--- Start Supplied records ---
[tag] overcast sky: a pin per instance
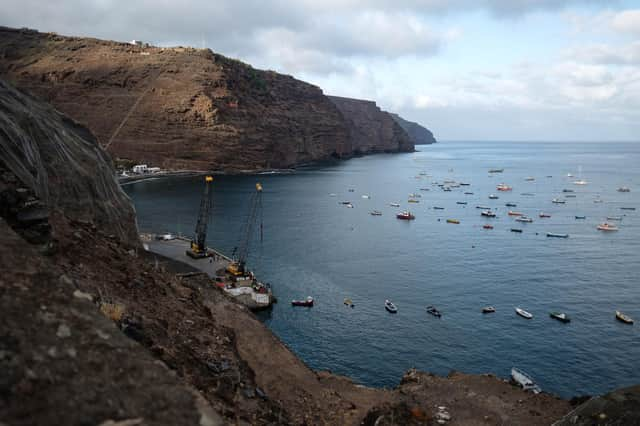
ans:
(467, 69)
--- End Supplied records ---
--- Start Supplied records ---
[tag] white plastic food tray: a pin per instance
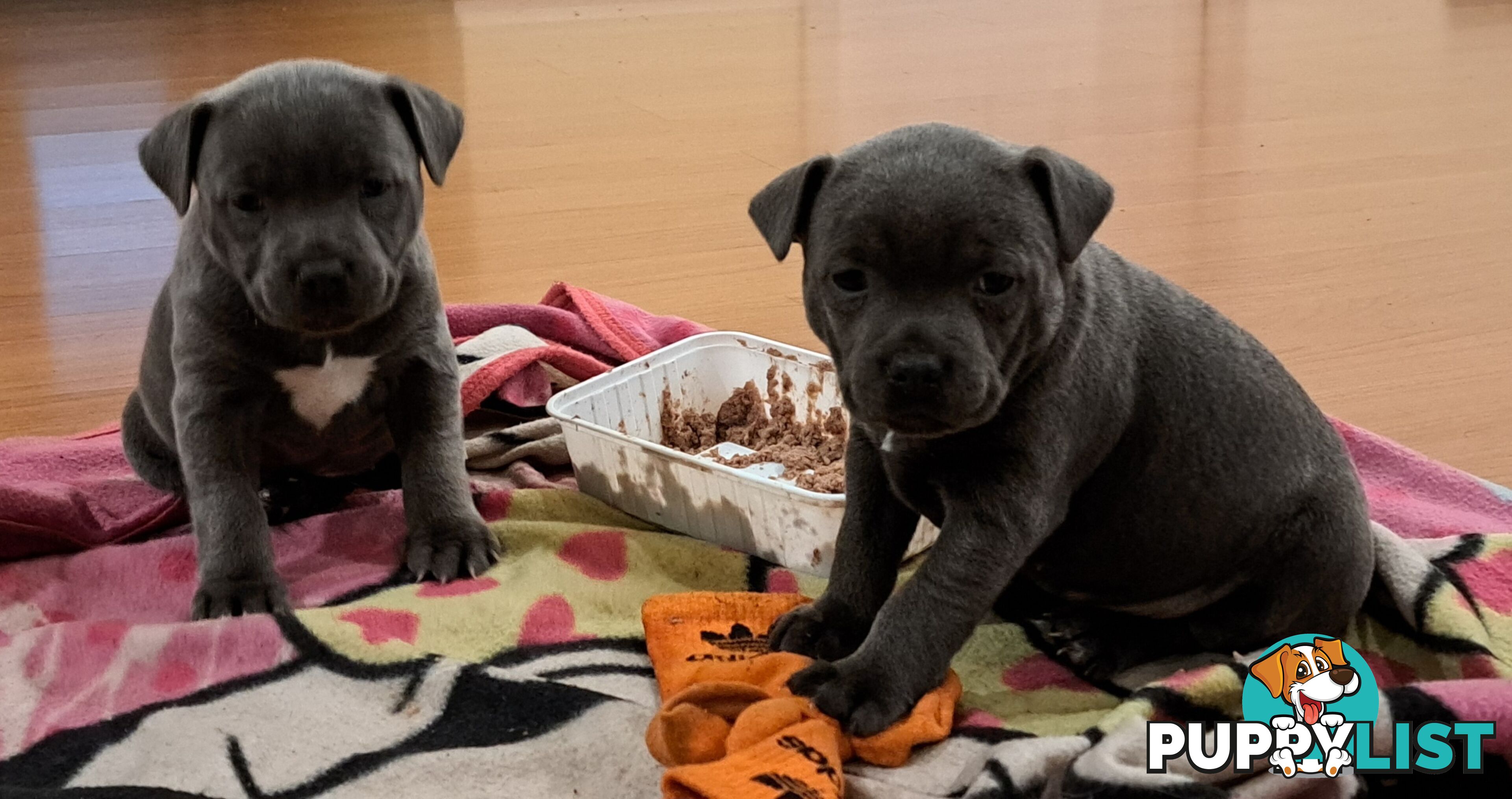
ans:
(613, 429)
--- End Supplied records ---
* [Prompt]
Please pull out each line of the listing above that contains the string "instance", treating uppercase and lowercase as different.

* [Task solution]
[tag] overcast sky: a pin per instance
[tag] white plastic food tray: a pin per instance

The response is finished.